What to work on
- A) According to the article about Tao, why is he identified only by his first name?
- B) Write out the passage of the article about Tao between "Sept. 9, 2025Updated" and "his mind racing.", inclusive.
- C) Decide whether each statement agrees with the article about Tao: (i) Tao works as an electronics repairman. (ii) Tao slept through much of the trip from Dallas to China. (iii) Many of the migrants in the wave, including Tao, were high-profile dissidents. For each, answer yes or no and quote the deciding words from the article.

Page excerpt
*** Begin section ***

Sept. 9, 2025Updated 3:28 p.m. ET
The journey from Dallas to the city in northern China involved two planes, three stops and more than 24 hours of travel. Tao, an electronics repairman in his early 30s, spent them wide awake — metal cuffs biting into his wrists and ankles, his mind racing.
He was being deported back to China, after American officials rejected his asylum claim. Questions swirled in his head.
What awaited him back in China, the country that he had tried so hard to escape? Would he be punished? Would he ever leave again?
Tao — whom we are identifying by his first name only in order to protect his family — was part of a record-breaking wave of undocumented Chinese migrants who, during and after the pandemic, made harrowing journeys through the jungles of Central America to the United States. Many, including Tao, were not high-profile dissidents but ordinary Chinese who felt suffocated by their government’s tightening grip on society and discouraged by dimming economic prospects.

*** End section ***

Record extracts
*** Begin section ***

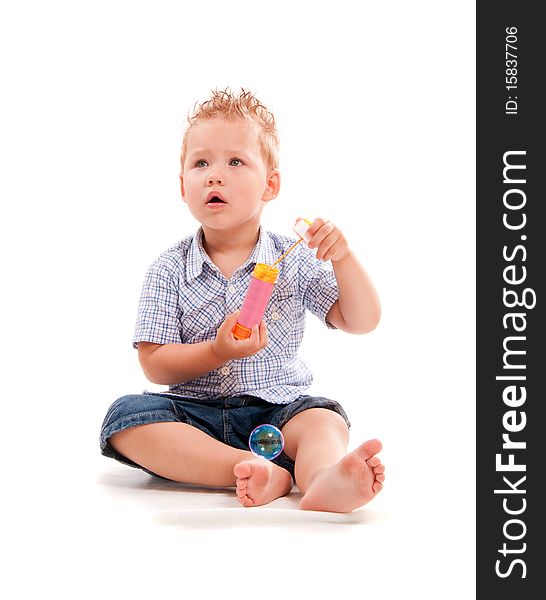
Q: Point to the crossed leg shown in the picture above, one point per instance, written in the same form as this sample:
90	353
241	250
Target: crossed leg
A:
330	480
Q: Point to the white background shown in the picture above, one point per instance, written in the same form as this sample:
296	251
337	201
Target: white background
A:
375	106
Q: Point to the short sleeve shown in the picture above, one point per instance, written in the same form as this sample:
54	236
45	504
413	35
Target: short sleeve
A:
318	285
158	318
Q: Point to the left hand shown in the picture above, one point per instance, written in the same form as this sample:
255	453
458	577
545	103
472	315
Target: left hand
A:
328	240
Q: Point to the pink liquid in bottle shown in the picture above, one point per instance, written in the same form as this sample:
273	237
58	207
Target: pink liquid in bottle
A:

*** End section ***
*** Begin section ***

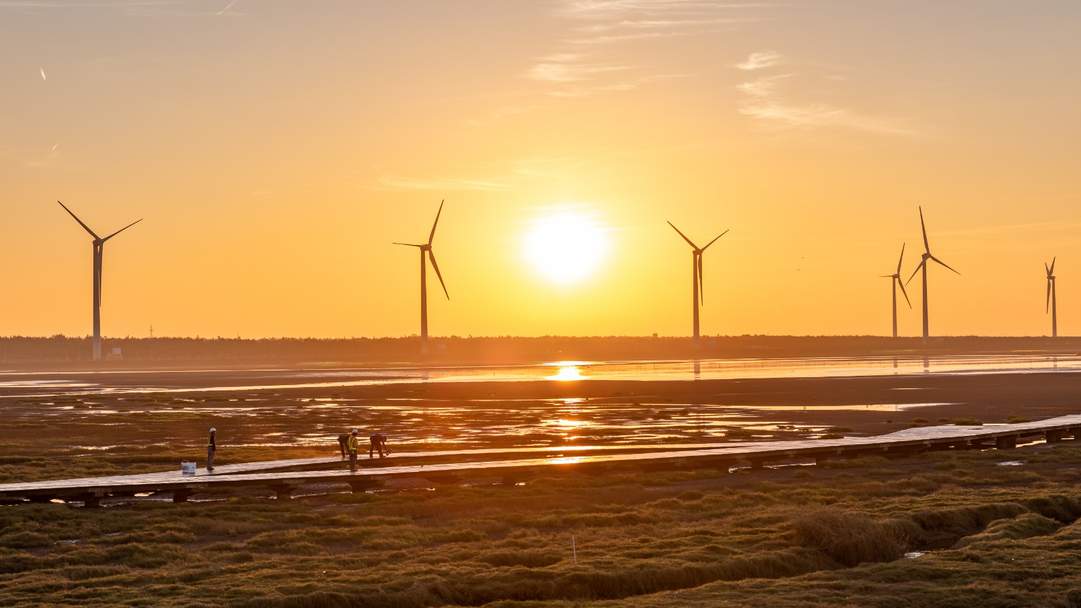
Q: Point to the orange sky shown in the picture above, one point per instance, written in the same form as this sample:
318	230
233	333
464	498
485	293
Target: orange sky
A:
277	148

*** End section ***

Answers in order
- A) He is identified by his first name only to protect his family.

- B)
Sept. 9, 2025Updated 3:28 p.m. ET
The journey from Dallas to the city in northern China involved two planes, three stops and more than 24 hours of travel. Tao, an electronics repairman in his early 30s, spent them wide awake — metal cuffs biting into his wrists and ankles, his mind racing.

- C)
(i) Yes: "an electronics repairman in his early 30s"
(ii) No: "spent them wide awake"
(iii) No: "were not high-profile dissidents but ordinary Chinese"